> [Exercise aim]
Which lines of the records contain the string "shorts", matching case exactly? Copy each of those lines in full.

> [Position identification records]

..........

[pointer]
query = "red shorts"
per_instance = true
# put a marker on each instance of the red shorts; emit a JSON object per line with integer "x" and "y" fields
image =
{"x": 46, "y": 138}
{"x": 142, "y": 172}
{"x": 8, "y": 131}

..........

> [Exercise response]
query = "red shorts"
# put a marker on each instance of the red shorts; emit a JSON object per line with integer "x" and "y" fields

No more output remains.